- OBJECTIVE
Put each line of the items below into a numbered list, skipping blank lines and leaving the pictures out of your answer.

(Object outline annotations)
----------------------------------------

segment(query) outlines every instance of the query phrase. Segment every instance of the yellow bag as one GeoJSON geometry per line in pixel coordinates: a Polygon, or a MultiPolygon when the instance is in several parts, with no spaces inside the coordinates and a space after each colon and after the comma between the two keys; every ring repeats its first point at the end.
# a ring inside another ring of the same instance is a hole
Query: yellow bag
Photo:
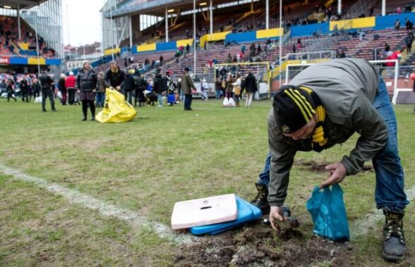
{"type": "Polygon", "coordinates": [[[239,95],[241,95],[241,87],[240,86],[236,85],[234,87],[234,94],[235,94],[235,95],[236,97],[239,97],[239,95]]]}
{"type": "Polygon", "coordinates": [[[107,88],[104,108],[95,116],[100,123],[123,123],[133,119],[137,111],[119,92],[107,88]]]}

----------------------------------------

- FINAL ANSWER
1. segment(query) outlines every instance of the query phrase. Segment every instance of the yellow bag as one GeoJSON geometry per line in pixel coordinates: a Polygon, or a MultiPolygon when the instance is in several parts, with no spaces inside the coordinates and a space after each colon and after the comma between the two keys; every ring repeats its first point at the end.
2. # a ring inside another ring of the same instance is a hole
3. Query: yellow bag
4. Photo:
5. {"type": "Polygon", "coordinates": [[[239,95],[241,95],[241,87],[240,86],[236,85],[234,87],[234,94],[235,94],[235,95],[236,97],[239,97],[239,95]]]}
6. {"type": "Polygon", "coordinates": [[[107,88],[104,108],[95,116],[100,123],[123,123],[133,119],[137,111],[119,92],[107,88]]]}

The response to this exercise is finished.